- DATA SECTION -
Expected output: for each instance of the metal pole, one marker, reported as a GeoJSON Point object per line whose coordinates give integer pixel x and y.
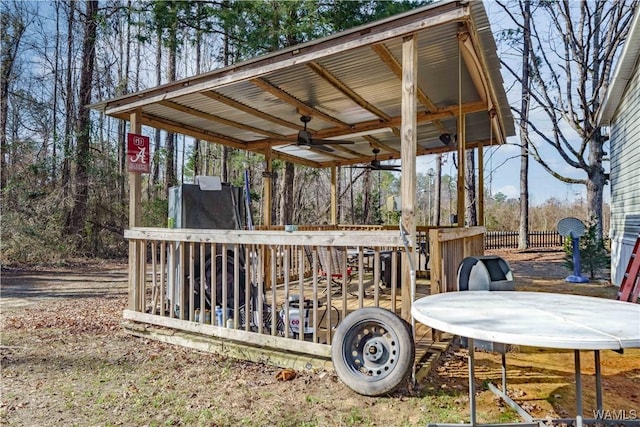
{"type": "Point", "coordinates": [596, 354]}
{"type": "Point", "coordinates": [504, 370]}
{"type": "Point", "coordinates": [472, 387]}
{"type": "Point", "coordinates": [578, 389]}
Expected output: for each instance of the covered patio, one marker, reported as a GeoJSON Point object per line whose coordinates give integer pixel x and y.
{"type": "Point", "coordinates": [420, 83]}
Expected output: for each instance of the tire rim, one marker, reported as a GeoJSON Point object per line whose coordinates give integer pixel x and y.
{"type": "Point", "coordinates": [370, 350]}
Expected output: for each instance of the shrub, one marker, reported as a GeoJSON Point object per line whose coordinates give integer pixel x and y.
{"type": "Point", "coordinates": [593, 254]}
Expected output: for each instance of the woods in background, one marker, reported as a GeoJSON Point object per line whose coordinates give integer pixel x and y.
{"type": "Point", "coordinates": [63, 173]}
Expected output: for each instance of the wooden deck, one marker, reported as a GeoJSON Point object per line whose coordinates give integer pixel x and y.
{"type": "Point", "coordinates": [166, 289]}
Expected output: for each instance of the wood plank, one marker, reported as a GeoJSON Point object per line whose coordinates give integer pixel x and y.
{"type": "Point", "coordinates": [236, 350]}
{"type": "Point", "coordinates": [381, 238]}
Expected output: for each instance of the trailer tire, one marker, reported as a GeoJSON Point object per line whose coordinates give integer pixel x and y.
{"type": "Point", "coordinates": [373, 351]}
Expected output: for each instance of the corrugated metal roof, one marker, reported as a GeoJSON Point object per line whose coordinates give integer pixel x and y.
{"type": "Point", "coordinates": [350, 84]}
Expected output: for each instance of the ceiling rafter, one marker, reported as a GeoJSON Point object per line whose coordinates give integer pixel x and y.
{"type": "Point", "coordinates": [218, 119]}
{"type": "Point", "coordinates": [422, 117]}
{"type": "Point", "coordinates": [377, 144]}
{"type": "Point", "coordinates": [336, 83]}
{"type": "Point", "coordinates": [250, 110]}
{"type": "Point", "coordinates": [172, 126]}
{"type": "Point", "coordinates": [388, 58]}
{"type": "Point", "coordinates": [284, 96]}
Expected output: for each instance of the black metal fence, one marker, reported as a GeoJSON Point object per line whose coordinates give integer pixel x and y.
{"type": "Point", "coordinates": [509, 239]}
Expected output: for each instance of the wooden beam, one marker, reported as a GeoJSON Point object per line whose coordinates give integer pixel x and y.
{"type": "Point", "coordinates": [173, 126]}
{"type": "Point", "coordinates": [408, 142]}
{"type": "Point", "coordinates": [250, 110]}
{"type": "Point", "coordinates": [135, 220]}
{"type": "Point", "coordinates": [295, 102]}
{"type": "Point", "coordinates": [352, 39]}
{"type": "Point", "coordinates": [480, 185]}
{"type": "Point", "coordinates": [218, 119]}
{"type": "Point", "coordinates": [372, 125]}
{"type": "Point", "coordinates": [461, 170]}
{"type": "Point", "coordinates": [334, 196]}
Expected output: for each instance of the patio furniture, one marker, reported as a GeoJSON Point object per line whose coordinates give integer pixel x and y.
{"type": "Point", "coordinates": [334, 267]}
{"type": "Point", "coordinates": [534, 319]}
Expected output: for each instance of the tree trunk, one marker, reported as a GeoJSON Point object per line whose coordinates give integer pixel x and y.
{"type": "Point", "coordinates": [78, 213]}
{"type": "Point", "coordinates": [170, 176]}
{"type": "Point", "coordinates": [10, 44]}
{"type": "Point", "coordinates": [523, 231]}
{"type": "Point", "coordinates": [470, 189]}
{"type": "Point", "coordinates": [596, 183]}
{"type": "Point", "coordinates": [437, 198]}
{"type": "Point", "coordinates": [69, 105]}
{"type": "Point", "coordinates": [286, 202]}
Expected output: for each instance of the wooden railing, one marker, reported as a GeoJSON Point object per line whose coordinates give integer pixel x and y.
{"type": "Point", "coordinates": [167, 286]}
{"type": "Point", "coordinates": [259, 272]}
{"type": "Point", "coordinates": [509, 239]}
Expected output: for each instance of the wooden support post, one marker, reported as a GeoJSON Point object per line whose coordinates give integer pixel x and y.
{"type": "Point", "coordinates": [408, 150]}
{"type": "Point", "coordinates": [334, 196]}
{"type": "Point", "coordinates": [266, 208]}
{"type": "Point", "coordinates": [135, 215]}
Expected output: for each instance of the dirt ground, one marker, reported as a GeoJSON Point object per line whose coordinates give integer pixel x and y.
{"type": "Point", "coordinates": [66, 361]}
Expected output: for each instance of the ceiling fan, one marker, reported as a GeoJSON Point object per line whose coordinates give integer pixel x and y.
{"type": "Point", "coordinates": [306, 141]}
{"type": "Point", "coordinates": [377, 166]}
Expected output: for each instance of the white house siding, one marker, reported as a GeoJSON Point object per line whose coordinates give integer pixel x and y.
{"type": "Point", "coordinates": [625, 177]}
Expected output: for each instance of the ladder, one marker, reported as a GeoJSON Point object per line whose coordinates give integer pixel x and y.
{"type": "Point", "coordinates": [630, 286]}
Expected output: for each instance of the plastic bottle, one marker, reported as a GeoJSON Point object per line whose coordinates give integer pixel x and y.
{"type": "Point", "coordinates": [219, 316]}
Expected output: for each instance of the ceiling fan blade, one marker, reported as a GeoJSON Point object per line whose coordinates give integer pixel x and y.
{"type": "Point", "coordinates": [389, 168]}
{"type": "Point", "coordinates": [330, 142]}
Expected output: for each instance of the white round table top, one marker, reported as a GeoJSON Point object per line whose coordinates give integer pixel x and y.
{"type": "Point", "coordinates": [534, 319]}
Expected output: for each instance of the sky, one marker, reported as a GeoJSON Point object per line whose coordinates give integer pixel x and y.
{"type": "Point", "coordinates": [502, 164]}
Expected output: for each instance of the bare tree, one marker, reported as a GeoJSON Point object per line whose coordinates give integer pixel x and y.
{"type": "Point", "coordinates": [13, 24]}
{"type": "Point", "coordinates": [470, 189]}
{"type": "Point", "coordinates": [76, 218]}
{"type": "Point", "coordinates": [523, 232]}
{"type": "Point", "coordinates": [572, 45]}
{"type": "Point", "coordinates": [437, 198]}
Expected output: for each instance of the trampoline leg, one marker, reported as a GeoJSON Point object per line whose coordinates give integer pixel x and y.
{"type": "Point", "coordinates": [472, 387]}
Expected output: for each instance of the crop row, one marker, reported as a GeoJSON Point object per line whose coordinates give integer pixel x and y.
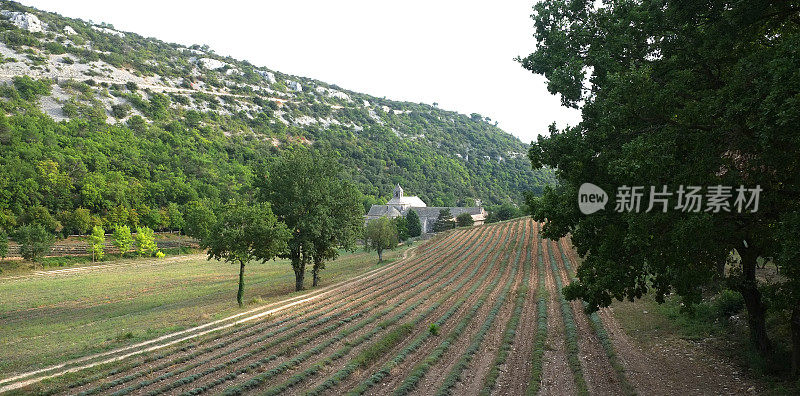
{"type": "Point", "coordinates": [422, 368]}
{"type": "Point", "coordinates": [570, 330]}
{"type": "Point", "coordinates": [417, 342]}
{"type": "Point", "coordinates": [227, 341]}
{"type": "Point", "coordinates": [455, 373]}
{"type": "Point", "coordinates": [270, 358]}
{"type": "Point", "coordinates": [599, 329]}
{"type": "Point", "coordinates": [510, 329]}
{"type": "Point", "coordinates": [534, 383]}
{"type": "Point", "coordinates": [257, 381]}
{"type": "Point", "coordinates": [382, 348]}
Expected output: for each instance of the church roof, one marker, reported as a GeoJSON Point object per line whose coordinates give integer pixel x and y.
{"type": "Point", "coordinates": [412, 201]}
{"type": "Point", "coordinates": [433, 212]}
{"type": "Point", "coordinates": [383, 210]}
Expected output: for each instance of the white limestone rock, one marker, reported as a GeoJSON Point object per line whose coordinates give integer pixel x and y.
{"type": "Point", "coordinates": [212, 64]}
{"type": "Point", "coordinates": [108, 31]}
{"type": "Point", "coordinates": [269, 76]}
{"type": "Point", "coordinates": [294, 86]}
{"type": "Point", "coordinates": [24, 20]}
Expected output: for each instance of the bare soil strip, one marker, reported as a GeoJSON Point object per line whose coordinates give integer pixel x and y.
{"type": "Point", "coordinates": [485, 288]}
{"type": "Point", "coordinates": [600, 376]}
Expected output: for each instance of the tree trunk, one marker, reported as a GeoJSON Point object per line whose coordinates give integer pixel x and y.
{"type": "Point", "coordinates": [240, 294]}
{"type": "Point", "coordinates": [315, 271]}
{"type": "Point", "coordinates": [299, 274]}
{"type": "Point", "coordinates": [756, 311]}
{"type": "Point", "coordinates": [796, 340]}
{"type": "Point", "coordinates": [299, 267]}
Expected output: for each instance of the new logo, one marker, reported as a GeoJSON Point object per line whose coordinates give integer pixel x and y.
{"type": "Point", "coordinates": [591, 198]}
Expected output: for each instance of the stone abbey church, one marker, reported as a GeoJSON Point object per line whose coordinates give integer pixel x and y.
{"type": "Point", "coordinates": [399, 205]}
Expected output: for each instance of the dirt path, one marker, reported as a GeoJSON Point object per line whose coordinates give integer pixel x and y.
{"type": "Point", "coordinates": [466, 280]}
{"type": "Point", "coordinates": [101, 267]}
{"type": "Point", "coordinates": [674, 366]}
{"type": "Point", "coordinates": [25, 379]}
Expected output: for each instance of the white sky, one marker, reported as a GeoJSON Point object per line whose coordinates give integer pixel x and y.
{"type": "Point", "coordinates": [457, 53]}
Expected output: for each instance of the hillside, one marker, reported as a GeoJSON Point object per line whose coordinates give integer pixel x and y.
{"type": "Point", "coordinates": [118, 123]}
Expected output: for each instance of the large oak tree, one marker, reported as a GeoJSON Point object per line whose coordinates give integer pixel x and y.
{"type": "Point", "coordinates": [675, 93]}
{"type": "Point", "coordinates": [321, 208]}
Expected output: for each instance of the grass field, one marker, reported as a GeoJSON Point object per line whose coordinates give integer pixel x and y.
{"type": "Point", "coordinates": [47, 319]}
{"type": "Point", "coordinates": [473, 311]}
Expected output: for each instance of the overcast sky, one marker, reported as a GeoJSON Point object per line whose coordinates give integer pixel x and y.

- PROBLEM TO SOLVE -
Your task is to output exactly the lines running from the one with "Expected output: for each instance of the hillside, one" through the final line of the material above, with both ends included.

- EXERCISE OUTPUT -
Expected output: for each instance of the hillside, one marker, reported as a GeoJSON Point object per line whose coordinates give integer pixel x and y.
{"type": "Point", "coordinates": [118, 123]}
Expected output: for each instance of the large oak tree, one marker, reported as a GeoJSON Point object per line whose coordinates give integer pixel x and y.
{"type": "Point", "coordinates": [675, 93]}
{"type": "Point", "coordinates": [321, 208]}
Expected output: for each instance of the grass field, one marker, reported as a GeoJSON Point object per line whose coordinates give integer pixel x and y.
{"type": "Point", "coordinates": [47, 319]}
{"type": "Point", "coordinates": [473, 311]}
Expected output: for each instance of the overcast sky, one marker, reported as a GeoJSON Point object per line whose coordinates give integer pixel x and y.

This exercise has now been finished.